(Beginning of PROVIDED INFORMATION)

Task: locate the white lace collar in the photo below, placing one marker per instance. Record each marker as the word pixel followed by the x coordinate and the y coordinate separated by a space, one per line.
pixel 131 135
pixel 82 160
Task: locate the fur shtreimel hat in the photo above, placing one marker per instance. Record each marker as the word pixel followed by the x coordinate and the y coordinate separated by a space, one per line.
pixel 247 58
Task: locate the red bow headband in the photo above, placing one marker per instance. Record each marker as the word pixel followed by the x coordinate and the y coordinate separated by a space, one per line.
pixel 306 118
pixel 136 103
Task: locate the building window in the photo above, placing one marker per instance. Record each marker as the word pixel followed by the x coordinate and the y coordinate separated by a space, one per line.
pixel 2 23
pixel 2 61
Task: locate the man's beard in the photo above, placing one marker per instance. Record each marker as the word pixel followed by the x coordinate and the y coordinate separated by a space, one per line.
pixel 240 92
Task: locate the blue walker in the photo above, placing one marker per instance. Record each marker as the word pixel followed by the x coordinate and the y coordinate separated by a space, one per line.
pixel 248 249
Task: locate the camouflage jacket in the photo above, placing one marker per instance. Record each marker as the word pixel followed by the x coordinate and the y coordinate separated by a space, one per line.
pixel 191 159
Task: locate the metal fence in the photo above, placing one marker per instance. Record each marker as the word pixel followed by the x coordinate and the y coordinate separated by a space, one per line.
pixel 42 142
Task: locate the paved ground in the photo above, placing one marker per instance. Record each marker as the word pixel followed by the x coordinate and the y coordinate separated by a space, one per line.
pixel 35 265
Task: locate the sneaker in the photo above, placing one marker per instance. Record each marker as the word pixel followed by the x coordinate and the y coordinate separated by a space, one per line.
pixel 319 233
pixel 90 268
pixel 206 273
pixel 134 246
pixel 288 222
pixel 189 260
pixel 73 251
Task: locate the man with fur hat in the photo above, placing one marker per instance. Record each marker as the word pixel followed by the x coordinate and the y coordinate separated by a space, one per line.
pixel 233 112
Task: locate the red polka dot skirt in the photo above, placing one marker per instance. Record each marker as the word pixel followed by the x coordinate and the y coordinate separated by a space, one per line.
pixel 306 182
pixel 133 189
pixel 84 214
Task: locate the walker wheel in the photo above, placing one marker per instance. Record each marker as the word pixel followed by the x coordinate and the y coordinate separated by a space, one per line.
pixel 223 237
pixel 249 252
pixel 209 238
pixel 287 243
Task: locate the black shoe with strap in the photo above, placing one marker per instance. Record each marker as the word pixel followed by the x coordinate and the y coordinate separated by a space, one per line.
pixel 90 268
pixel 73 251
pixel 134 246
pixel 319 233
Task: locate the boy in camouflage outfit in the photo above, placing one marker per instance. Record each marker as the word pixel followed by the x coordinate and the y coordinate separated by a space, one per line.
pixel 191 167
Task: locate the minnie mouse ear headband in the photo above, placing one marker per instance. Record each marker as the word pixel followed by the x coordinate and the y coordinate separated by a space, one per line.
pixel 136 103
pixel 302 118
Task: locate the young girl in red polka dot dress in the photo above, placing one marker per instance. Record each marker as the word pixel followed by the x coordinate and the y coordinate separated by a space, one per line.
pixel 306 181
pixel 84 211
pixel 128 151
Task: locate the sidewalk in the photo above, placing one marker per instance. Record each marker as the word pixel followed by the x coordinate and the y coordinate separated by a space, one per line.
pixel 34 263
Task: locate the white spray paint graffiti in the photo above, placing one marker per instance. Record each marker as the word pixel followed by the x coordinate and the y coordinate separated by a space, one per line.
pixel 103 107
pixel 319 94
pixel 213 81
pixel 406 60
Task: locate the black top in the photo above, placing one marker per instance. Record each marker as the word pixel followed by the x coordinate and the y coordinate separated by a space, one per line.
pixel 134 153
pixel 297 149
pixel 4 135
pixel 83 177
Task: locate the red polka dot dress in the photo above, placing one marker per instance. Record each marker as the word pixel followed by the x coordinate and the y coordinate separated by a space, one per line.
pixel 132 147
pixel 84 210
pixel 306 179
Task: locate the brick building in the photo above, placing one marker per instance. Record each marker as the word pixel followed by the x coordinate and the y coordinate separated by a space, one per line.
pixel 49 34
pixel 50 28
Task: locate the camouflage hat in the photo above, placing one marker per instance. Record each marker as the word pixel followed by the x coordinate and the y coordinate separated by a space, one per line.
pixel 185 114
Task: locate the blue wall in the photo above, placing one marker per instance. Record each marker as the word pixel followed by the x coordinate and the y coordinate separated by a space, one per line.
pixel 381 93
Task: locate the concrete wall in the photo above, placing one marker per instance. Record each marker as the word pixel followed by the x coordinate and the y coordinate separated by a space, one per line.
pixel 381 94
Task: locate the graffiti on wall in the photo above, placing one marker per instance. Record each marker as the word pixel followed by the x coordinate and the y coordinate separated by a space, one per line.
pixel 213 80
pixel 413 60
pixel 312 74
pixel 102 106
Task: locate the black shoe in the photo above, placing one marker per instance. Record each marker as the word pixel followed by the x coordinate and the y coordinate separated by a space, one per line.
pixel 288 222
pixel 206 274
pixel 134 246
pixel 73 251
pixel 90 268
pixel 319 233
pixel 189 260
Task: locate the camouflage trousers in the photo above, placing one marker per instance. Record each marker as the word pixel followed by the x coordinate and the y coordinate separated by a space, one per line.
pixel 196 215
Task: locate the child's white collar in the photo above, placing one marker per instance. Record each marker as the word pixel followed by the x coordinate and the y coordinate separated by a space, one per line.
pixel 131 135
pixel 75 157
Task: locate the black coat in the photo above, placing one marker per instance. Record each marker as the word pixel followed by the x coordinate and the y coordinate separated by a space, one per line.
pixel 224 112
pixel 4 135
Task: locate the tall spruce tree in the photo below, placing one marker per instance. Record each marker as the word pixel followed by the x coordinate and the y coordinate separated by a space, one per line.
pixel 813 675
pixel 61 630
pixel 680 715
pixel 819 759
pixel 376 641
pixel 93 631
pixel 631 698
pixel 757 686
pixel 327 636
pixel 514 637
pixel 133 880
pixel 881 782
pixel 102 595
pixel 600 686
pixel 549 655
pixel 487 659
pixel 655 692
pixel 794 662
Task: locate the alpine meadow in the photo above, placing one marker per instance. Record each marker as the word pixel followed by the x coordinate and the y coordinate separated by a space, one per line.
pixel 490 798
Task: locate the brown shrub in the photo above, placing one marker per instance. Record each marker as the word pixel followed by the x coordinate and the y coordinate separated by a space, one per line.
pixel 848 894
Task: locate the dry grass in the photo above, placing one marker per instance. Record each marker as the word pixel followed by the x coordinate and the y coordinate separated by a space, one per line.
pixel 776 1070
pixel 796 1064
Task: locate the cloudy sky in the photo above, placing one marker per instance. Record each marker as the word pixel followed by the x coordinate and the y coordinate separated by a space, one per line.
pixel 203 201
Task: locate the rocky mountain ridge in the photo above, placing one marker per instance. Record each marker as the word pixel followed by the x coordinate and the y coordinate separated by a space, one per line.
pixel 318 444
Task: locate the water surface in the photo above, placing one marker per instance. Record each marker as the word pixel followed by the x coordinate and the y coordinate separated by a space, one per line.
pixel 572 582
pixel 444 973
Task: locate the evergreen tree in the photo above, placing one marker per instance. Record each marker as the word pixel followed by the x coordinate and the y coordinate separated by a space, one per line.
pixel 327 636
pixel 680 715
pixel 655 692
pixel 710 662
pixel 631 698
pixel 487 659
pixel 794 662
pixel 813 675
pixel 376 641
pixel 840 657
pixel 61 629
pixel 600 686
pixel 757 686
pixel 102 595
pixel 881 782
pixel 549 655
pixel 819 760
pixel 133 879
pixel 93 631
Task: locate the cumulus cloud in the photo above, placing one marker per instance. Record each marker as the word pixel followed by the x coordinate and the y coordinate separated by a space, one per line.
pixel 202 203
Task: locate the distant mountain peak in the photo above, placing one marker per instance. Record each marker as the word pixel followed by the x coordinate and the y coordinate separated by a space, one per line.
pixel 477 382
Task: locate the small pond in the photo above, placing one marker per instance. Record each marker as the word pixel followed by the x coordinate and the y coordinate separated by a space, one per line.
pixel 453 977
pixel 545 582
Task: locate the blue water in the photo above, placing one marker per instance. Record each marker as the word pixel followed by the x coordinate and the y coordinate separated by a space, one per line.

(End of PROVIDED INFORMATION)

EXERCISE:
Only the lines from the one that holds "Task: locate the distant" through the end of the records should appear in the answer, each restated exactly.

SOLUTION TO THIS EXERCISE:
Task: locate the distant mountain peak in the photo above, placing one marker per instance. Record each marker as the word pixel followed by the x coordinate and the y coordinate separated by a space, one per line.
pixel 477 382
Task: locate the small pond in the photo above, placing one marker per instance. Record each marker as the word pixel followed by the x coordinate and the y coordinate separated by a space, one per line.
pixel 453 977
pixel 545 582
Task: locate the blue water in the photo above, placing one marker per instance. Record each marker as the word pixel followed by the x coordinate and the y coordinate separated by a space, one per line.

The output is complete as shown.